(Saved entries)
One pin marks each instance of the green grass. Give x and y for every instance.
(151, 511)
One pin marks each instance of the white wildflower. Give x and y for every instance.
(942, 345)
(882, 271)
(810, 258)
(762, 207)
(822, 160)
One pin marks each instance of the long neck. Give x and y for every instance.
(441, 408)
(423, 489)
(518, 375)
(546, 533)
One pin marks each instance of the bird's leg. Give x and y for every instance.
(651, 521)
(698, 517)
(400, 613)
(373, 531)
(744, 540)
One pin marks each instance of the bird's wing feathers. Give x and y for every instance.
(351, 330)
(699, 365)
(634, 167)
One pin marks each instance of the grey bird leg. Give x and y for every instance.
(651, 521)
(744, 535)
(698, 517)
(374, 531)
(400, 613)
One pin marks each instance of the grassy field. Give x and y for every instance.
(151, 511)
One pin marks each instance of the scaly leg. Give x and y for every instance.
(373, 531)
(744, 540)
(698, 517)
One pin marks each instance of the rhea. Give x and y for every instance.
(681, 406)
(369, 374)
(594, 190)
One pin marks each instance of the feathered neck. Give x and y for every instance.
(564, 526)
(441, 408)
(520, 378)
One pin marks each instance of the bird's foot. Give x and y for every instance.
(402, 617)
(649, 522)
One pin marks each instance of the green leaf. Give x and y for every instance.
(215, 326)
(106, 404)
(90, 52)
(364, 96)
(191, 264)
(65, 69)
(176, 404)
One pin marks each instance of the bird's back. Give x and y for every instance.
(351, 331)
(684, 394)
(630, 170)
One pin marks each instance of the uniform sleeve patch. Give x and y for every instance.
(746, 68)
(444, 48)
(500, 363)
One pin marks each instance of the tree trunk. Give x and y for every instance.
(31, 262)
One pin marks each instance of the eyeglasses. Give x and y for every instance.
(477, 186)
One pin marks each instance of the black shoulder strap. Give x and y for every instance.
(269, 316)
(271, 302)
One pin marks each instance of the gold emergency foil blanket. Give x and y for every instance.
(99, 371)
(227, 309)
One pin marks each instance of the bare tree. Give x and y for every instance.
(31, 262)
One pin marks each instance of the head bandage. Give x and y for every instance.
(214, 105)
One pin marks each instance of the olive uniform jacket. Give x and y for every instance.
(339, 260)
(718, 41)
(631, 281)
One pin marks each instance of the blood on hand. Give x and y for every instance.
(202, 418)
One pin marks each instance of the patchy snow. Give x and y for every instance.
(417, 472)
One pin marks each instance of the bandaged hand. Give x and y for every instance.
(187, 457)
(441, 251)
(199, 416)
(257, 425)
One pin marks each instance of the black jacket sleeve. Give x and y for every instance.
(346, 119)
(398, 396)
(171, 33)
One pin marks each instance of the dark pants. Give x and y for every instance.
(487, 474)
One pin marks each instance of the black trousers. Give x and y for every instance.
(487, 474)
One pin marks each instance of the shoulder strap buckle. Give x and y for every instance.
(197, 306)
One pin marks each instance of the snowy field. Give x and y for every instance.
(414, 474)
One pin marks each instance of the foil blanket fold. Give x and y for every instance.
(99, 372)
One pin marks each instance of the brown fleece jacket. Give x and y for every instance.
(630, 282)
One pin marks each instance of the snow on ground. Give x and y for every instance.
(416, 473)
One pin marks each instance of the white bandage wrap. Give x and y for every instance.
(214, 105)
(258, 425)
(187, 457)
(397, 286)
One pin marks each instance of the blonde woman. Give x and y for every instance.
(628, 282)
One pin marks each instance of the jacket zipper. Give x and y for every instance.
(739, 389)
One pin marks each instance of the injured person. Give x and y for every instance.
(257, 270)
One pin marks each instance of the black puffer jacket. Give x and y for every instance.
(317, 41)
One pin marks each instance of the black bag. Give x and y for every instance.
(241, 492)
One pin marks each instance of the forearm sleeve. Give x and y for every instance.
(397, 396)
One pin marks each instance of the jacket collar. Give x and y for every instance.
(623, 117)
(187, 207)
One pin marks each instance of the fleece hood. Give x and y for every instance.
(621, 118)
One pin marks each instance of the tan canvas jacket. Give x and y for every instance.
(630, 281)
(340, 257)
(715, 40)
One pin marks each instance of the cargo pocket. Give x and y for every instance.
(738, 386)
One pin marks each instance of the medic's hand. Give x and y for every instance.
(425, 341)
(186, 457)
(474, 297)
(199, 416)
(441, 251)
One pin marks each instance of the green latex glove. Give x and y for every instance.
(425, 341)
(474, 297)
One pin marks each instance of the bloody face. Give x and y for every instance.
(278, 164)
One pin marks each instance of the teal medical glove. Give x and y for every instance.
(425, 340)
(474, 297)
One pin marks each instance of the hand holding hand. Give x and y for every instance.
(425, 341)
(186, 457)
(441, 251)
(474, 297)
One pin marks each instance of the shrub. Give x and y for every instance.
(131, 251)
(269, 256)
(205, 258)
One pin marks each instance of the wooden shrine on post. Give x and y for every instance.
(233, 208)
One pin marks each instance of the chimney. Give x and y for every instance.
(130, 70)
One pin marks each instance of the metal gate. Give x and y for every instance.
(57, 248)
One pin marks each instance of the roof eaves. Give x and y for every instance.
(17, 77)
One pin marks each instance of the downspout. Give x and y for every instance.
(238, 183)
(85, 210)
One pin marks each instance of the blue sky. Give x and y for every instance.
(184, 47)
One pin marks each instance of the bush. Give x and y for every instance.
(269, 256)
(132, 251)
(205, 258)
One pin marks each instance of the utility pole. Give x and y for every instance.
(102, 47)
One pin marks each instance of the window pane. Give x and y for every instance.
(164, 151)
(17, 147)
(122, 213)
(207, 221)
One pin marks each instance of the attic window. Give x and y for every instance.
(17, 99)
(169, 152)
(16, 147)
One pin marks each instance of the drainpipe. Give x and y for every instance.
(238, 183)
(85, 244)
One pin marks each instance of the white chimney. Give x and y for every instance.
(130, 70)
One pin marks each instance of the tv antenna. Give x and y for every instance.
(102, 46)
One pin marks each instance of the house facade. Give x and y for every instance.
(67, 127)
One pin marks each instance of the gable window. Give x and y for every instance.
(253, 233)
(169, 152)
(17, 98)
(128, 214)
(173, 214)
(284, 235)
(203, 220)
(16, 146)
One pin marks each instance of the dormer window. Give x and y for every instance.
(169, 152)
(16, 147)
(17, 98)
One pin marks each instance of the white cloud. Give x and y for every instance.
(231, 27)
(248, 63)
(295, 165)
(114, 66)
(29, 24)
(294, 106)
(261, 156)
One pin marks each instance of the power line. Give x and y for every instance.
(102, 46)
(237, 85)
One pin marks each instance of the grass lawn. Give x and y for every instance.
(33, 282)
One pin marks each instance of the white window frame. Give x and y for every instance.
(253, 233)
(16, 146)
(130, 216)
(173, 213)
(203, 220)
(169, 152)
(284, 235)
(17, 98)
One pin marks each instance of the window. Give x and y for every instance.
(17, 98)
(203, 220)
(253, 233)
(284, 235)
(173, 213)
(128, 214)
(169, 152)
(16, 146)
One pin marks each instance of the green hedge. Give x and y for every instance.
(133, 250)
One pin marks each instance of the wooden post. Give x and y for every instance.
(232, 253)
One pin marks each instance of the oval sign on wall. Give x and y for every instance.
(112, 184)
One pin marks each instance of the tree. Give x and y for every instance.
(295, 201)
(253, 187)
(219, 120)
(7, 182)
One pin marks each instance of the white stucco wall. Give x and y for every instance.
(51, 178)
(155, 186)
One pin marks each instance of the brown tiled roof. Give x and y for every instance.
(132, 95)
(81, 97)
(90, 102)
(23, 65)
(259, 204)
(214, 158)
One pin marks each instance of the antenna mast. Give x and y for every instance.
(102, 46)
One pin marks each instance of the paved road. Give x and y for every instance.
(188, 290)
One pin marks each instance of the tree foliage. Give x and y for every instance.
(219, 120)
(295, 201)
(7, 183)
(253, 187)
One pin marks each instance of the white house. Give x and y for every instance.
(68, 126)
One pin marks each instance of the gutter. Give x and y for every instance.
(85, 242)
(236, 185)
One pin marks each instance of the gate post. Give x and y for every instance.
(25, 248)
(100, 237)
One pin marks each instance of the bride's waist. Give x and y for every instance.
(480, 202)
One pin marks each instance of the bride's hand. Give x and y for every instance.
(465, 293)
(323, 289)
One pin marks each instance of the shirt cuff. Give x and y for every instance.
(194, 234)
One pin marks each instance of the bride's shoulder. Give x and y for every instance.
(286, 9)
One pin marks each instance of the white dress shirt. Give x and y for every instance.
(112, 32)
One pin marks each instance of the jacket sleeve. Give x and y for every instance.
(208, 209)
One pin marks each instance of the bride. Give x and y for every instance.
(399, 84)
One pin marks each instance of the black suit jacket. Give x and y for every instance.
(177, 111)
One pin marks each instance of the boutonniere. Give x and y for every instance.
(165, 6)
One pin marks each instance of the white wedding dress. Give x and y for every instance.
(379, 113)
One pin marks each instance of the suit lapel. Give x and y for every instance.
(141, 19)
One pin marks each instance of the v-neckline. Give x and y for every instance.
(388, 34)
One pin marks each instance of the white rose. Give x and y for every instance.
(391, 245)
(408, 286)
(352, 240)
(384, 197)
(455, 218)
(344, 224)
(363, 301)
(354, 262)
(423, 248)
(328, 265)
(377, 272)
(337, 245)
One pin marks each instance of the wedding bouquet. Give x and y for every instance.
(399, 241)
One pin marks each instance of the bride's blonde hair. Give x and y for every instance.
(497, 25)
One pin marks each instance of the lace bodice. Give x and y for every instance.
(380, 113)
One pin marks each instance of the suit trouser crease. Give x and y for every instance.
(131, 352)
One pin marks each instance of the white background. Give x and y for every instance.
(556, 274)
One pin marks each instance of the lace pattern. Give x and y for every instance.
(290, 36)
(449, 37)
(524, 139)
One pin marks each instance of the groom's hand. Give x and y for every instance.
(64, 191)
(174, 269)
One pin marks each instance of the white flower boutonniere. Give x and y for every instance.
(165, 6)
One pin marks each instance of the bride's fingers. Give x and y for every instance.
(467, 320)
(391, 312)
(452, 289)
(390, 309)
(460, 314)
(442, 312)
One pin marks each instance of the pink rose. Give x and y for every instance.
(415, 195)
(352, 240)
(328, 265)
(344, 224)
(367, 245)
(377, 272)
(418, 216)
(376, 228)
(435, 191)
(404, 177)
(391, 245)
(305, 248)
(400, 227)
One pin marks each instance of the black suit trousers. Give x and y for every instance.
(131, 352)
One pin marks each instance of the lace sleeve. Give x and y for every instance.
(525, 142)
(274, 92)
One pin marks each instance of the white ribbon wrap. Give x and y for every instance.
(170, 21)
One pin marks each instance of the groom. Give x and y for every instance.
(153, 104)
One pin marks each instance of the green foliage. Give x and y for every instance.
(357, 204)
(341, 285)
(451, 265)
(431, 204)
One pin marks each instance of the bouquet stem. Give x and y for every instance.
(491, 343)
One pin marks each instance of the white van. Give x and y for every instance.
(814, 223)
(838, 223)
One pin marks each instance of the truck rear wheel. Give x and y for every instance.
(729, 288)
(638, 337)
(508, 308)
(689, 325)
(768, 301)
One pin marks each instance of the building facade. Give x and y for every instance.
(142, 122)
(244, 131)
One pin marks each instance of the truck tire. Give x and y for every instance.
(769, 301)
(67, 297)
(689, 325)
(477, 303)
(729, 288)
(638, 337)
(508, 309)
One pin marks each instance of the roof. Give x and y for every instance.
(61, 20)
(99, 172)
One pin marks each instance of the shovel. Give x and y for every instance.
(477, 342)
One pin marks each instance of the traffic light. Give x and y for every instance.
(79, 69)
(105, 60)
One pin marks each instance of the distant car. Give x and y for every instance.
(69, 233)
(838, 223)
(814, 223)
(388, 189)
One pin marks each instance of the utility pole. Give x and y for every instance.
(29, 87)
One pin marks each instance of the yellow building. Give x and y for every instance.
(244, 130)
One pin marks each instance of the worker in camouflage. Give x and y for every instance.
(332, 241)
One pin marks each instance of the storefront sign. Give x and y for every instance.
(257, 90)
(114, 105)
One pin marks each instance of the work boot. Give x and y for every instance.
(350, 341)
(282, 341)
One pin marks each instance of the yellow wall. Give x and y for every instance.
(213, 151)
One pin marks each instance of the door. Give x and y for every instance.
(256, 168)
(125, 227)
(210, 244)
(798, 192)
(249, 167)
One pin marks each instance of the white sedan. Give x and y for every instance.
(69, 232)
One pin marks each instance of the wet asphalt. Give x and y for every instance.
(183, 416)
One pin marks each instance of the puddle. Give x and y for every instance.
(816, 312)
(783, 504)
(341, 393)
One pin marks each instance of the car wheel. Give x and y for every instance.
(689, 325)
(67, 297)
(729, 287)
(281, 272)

> [EXERCISE DETAILS]: Only the lines from the one that contains "One pin marks each instance of the puddle." to the end of the entries above should be given again, exactly and in full.

> [EXERCISE OUTPUT]:
One pin marks each instance of the puddle. Give x and y for every instance.
(816, 312)
(783, 504)
(341, 393)
One pin marks each instance of the car wheel. Give x and y for every instance.
(689, 325)
(67, 297)
(729, 287)
(281, 272)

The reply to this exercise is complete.